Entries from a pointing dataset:
○ ○ ○

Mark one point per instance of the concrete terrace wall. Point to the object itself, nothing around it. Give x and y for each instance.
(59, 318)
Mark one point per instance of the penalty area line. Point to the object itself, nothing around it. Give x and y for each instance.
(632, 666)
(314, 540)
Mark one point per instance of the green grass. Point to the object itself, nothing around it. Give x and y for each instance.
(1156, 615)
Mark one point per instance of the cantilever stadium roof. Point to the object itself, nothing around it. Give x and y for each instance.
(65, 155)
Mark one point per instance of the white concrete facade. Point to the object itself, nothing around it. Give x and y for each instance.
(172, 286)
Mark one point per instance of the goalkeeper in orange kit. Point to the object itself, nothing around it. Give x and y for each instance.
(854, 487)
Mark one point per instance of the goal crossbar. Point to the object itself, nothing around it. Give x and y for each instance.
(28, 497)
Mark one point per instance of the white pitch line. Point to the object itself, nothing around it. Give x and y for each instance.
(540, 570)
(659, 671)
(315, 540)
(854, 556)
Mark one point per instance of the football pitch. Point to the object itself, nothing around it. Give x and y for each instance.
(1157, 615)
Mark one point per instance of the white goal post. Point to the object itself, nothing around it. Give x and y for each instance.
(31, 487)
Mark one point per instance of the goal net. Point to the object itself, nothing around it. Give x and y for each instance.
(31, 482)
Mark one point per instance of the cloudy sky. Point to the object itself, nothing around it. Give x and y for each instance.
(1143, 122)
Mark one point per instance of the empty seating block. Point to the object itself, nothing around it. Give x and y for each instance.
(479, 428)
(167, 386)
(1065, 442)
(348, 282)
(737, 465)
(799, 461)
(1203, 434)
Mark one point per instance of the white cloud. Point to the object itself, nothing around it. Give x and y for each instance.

○ ○ ○

SET PROBLEM ->
Rewrite the entries from the line with "Mark one point per instance of the white pitch" through the end of the entries, changing "cloudy sky" to "overcast sky" and keeping everything else the same.

ANSWER TO THE PROBLEM ->
Mark one point per instance of the white pitch line. Point to the object itself, nothing around it. Give x and y for each instance.
(540, 570)
(659, 671)
(315, 540)
(854, 556)
Mark one point per instance of the football pitch. Point to the object itself, nothing around it. Give x and y for each instance.
(1157, 615)
Mark one point per instance of the white goal post. Point to the object itself, nothing around it. Give x and y for each instance.
(31, 487)
Mark one point per instance of the goal net. Point to the object itself, nothing around it. Give x and y for each instance.
(31, 482)
Mark one point per instance of the overcast sky. Point to the object itself, nothing around it. Give x and y for each instance.
(1143, 122)
Mark one point per instance of the empty seating block. Point to the object itself, nothing around it. Give x and y for each instance.
(479, 428)
(167, 386)
(1065, 442)
(348, 282)
(737, 465)
(799, 461)
(1203, 434)
Mark one point per instance of the white cloud. Point to the object itself, nothing around it. Give x and y for each instance.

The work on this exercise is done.